**Directions for this task**: Scan the entries below for the word "tree". Copy out every line in which it occurs.

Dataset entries
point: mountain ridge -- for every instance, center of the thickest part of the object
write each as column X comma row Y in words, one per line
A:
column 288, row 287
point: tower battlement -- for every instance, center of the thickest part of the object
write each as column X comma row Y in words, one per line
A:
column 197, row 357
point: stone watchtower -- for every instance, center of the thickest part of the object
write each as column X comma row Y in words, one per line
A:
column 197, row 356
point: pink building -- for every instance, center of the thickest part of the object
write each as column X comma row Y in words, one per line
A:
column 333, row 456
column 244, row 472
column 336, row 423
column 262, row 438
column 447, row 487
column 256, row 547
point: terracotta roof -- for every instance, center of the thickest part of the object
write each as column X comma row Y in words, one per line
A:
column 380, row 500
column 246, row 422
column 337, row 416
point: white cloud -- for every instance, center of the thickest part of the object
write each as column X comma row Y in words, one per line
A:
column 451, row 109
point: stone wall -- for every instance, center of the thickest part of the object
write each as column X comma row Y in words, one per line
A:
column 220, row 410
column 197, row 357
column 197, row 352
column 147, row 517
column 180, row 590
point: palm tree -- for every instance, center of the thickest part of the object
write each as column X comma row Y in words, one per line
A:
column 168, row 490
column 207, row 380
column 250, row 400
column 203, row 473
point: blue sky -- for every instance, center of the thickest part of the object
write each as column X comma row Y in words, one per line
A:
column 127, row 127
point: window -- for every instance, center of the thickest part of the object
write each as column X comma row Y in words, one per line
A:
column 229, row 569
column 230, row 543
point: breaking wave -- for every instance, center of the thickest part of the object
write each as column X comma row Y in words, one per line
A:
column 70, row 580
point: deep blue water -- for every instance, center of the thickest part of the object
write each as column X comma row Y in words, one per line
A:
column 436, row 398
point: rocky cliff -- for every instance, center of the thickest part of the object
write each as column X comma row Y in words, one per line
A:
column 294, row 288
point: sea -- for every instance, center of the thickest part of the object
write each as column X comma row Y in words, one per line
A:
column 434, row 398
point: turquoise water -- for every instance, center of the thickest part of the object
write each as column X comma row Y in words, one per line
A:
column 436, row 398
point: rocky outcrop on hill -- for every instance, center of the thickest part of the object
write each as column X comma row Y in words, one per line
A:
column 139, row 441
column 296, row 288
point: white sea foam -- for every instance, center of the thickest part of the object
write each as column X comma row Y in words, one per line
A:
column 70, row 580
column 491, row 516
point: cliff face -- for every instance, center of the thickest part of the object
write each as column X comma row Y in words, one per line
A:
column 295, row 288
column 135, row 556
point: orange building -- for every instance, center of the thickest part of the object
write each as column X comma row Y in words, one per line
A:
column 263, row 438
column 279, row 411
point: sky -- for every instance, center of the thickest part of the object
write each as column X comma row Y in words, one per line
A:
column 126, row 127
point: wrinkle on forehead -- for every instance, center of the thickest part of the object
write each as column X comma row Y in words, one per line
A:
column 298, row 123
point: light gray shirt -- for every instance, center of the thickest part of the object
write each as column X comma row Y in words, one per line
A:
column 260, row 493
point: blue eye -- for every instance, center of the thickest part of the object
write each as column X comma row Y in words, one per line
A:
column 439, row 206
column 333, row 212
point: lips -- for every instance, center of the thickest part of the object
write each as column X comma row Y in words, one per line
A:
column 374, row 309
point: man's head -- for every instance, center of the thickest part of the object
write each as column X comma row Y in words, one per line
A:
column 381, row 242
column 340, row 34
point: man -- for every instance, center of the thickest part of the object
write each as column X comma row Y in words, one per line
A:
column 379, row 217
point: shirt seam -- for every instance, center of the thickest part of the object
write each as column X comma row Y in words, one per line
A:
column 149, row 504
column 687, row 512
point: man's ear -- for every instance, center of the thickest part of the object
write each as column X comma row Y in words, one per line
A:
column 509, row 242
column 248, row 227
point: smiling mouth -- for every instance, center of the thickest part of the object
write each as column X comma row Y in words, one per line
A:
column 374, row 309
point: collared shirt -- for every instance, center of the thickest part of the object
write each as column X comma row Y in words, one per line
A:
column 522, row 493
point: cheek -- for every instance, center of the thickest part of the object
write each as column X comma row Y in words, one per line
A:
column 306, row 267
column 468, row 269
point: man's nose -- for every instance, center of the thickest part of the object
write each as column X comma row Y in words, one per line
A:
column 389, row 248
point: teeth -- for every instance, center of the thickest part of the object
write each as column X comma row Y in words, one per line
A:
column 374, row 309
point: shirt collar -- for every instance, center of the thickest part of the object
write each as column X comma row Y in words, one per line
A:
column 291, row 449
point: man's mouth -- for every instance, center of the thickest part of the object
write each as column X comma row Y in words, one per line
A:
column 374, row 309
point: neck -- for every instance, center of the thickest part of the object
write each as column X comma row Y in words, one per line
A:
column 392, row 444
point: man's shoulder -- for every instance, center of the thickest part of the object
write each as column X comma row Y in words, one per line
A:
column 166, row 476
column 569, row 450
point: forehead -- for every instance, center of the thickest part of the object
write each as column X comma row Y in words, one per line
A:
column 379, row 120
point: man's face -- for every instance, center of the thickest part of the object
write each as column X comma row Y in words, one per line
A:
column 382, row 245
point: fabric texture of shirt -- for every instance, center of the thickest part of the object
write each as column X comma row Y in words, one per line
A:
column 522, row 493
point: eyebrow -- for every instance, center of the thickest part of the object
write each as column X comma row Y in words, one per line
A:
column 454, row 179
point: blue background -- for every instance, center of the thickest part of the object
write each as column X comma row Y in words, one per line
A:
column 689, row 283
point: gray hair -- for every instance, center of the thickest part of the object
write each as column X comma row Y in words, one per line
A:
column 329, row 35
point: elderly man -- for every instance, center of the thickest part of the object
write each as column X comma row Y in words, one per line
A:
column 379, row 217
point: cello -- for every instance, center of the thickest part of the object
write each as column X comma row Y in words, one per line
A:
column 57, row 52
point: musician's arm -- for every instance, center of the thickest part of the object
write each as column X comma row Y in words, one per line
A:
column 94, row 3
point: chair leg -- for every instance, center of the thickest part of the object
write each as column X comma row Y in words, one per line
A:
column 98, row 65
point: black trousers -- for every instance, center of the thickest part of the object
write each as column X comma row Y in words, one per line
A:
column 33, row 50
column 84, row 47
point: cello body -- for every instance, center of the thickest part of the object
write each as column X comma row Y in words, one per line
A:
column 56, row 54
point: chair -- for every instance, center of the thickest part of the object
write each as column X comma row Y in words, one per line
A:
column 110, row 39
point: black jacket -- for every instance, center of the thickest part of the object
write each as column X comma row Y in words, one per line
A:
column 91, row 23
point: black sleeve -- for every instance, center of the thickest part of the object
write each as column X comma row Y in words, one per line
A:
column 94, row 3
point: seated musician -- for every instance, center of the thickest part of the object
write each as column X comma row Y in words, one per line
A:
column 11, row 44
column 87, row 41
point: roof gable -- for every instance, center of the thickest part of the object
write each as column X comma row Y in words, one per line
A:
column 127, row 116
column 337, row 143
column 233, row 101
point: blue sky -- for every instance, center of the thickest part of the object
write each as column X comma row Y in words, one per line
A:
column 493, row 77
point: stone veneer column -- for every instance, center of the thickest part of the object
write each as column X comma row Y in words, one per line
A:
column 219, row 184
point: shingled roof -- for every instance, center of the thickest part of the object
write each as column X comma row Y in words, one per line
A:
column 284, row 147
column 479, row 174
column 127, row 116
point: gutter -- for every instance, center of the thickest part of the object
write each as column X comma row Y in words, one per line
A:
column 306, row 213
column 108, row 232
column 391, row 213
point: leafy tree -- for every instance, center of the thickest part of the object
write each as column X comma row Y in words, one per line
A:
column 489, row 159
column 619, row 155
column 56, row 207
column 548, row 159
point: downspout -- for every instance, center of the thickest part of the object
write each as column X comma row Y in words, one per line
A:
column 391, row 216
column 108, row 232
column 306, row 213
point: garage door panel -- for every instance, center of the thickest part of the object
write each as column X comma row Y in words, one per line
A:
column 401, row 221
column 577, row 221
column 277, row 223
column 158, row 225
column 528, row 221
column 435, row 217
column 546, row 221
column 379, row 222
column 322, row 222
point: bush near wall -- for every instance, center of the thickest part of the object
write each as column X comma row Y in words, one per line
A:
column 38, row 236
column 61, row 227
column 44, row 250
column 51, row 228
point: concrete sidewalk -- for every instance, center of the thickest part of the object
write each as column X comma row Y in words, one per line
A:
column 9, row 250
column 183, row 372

**Answer area**:
point: palm tree -- for every instance, center of the thickest part of the object
point: leafy tree -- for every instance, center of the thickest part of the object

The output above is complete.